Information supplied: Begin

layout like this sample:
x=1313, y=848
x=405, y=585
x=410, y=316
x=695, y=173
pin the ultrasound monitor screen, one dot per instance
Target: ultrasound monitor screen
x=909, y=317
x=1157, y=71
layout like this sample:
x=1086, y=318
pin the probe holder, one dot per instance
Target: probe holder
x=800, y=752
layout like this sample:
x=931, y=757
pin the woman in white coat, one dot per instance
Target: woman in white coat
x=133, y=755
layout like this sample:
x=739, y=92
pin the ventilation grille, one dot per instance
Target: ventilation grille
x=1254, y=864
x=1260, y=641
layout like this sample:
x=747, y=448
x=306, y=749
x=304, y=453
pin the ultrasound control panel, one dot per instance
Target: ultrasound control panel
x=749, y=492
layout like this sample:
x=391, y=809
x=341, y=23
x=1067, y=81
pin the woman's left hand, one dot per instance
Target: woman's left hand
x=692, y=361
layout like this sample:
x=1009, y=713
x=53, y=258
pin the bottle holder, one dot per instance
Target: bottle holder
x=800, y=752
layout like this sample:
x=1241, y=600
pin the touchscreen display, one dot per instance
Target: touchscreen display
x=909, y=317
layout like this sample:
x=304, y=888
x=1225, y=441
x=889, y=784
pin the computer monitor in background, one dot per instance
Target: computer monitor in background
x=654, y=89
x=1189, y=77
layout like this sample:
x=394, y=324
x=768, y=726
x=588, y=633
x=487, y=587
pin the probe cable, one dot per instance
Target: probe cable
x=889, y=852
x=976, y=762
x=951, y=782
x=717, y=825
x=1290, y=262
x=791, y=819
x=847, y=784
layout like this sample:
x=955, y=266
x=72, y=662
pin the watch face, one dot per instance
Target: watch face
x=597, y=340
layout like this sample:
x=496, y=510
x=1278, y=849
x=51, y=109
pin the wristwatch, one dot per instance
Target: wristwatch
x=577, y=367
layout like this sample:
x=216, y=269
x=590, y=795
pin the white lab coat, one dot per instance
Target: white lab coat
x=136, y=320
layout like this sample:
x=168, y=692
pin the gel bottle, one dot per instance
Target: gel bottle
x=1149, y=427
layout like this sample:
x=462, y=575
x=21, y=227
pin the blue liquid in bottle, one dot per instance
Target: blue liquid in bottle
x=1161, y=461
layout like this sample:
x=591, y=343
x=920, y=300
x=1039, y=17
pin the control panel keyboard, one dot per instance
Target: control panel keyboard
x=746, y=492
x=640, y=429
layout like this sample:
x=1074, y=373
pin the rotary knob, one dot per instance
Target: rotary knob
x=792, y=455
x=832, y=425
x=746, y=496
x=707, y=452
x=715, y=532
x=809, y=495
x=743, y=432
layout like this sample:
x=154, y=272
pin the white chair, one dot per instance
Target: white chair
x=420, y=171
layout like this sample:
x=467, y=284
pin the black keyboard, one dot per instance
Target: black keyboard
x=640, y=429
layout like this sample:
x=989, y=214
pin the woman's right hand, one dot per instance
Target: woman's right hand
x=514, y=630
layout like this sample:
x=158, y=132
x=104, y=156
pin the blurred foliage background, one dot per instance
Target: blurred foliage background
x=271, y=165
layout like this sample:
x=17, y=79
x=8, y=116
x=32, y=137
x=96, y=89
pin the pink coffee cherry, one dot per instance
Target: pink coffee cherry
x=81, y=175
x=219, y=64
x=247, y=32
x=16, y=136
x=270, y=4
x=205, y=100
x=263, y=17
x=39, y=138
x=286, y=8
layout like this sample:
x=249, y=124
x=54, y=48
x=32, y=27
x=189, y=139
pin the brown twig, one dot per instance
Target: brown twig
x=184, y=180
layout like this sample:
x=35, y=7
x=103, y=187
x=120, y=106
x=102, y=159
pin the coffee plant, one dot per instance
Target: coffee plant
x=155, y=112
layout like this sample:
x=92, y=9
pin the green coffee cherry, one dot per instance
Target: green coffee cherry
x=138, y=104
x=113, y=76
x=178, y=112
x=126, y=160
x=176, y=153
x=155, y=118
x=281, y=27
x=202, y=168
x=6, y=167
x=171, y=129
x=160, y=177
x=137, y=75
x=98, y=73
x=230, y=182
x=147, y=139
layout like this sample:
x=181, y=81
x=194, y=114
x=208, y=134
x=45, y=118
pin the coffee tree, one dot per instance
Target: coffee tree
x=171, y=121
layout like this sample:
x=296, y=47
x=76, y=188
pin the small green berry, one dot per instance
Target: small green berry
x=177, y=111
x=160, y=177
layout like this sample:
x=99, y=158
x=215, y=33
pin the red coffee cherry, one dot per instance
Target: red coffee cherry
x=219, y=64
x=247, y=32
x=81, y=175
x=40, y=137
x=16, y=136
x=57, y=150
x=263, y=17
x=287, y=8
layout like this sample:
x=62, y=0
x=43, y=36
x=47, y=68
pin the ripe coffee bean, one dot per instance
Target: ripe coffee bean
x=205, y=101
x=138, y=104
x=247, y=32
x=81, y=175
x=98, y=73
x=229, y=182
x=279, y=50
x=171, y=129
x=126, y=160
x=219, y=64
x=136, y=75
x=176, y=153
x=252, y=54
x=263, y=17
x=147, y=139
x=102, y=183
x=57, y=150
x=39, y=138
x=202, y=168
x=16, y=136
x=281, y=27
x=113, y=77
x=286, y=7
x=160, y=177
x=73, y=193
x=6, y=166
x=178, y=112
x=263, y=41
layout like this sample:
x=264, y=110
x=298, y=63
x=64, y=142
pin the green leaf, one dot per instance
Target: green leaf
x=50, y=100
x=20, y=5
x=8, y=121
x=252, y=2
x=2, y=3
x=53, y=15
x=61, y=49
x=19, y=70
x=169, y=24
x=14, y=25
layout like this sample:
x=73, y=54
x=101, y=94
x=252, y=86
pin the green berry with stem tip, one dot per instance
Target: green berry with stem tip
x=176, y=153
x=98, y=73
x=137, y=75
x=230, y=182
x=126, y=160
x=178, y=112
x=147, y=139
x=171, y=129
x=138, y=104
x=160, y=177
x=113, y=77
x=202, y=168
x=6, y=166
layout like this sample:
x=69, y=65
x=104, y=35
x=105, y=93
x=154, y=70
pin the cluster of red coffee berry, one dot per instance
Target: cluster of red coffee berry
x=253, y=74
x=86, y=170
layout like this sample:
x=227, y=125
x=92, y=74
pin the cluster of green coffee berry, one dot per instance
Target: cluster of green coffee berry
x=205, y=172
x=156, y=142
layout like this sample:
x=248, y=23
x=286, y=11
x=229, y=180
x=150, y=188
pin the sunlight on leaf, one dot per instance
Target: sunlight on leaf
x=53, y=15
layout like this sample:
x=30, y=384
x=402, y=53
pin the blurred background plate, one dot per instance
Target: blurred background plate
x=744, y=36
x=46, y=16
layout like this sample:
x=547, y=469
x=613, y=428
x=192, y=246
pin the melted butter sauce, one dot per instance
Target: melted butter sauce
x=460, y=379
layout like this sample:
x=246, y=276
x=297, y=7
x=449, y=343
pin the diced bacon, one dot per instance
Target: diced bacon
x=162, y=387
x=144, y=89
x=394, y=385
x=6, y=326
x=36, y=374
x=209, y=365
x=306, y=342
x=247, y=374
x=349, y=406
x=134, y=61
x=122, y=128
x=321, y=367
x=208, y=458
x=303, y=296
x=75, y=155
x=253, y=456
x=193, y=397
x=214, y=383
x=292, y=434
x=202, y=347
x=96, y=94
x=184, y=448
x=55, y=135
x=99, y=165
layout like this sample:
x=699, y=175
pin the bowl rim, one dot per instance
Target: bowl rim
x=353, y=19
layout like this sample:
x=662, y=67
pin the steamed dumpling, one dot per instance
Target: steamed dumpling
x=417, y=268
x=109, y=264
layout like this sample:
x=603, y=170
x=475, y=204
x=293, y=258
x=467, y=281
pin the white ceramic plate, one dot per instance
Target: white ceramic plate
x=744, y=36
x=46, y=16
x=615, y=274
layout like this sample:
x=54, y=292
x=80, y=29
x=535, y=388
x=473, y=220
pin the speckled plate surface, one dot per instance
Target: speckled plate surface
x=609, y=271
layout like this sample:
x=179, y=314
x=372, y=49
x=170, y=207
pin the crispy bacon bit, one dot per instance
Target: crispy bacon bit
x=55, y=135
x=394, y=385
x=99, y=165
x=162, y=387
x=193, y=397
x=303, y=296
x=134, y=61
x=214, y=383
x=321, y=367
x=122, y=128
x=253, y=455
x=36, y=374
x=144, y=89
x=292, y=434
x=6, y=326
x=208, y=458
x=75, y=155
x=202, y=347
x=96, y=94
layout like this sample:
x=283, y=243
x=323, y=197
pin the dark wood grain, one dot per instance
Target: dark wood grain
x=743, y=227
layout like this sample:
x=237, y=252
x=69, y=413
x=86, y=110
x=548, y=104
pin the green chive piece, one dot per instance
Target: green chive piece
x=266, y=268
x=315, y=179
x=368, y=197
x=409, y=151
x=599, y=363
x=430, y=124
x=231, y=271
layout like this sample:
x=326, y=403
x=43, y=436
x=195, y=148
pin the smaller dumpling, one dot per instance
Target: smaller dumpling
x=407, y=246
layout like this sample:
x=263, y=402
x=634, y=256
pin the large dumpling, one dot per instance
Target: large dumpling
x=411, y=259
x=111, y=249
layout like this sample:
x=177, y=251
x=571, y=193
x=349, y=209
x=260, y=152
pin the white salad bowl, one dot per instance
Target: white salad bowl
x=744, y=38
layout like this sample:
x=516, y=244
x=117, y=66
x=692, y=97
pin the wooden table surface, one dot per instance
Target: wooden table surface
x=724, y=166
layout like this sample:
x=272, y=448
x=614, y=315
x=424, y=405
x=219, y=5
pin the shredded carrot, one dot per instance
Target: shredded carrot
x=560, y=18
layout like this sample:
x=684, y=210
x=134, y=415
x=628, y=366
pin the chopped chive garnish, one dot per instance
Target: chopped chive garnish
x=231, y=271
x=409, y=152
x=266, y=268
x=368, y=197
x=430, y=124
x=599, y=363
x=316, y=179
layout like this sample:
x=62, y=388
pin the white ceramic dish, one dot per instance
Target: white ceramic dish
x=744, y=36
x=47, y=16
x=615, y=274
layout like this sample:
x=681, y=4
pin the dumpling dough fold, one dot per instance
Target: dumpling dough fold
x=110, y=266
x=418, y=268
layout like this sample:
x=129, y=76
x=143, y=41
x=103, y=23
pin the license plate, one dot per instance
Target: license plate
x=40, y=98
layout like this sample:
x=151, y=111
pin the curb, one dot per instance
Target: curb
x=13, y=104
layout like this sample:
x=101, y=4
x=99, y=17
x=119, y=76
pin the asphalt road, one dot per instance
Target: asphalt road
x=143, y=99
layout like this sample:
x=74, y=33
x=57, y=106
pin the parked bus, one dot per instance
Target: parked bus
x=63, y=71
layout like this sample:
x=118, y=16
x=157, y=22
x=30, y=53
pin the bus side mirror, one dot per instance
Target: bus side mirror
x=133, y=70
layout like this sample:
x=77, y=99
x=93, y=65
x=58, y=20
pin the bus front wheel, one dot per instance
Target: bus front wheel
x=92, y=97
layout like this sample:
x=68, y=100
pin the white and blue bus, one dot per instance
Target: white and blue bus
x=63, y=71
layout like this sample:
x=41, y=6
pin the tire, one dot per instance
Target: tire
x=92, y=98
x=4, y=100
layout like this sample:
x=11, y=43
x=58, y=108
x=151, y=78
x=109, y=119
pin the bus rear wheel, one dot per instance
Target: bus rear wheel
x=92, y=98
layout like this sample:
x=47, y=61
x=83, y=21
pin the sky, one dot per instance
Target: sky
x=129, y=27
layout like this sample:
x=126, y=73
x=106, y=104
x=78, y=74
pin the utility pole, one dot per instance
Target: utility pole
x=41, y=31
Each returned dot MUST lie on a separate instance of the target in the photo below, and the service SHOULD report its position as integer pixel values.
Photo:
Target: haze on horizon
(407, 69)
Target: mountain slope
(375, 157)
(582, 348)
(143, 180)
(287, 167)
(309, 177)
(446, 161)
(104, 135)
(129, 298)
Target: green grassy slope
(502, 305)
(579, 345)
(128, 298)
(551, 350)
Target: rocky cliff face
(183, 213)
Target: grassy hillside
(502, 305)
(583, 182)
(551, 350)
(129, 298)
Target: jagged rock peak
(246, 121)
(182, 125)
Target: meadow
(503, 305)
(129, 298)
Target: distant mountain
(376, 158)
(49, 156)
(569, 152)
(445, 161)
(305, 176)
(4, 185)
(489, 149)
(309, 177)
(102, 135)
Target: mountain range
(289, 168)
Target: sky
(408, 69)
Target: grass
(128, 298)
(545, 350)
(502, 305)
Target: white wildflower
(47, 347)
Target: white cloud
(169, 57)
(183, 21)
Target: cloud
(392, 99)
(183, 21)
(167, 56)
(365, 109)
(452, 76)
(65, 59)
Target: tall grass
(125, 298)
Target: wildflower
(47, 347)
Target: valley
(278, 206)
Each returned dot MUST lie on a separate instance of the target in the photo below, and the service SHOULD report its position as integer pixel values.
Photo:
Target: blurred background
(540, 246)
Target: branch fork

Information supplied: End

Scan the entries above for the line containing "Target: rotary knob", and copy it and all lines after it exactly, down to and including the line containing "x=76, y=188".

Target: rotary knob
x=792, y=455
x=832, y=425
x=746, y=496
x=707, y=452
x=715, y=532
x=809, y=495
x=743, y=432
layout like this sample:
x=154, y=272
pin the white chair, one dot per instance
Target: white chair
x=420, y=171
layout like this sample:
x=467, y=284
pin the black keyboard, one dot per instance
Target: black keyboard
x=640, y=429
layout like this sample:
x=989, y=214
pin the woman's right hand, one dot per instance
Target: woman's right hand
x=514, y=630
layout like this sample:
x=158, y=132
x=104, y=156
pin the blurred foliage background, one dot per instance
Target: blurred foliage background
x=271, y=165
layout like this sample:
x=17, y=79
x=8, y=116
x=32, y=137
x=96, y=89
pin the pink coffee cherry, one dot per instance
Target: pink coffee cherry
x=81, y=175
x=219, y=64
x=247, y=32
x=16, y=136
x=270, y=4
x=205, y=100
x=263, y=17
x=39, y=138
x=286, y=8
layout like this sample:
x=249, y=124
x=54, y=48
x=32, y=27
x=189, y=139
pin the brown twig, one dot per instance
Target: brown twig
x=184, y=180
layout like this sample:
x=35, y=7
x=103, y=187
x=120, y=106
x=102, y=159
pin the coffee plant, one dot per instance
Target: coffee plant
x=155, y=112
layout like this sample:
x=92, y=9
pin the green coffee cherry, one dot per instance
Target: green coffee cherry
x=138, y=104
x=113, y=76
x=178, y=112
x=126, y=160
x=176, y=153
x=155, y=118
x=281, y=27
x=202, y=168
x=6, y=167
x=171, y=129
x=160, y=177
x=137, y=75
x=98, y=73
x=230, y=182
x=147, y=139
layout like this sample:
x=181, y=81
x=194, y=114
x=208, y=134
x=45, y=118
pin the coffee tree, one dot per instance
Target: coffee tree
x=171, y=121
layout like this sample:
x=296, y=47
x=76, y=188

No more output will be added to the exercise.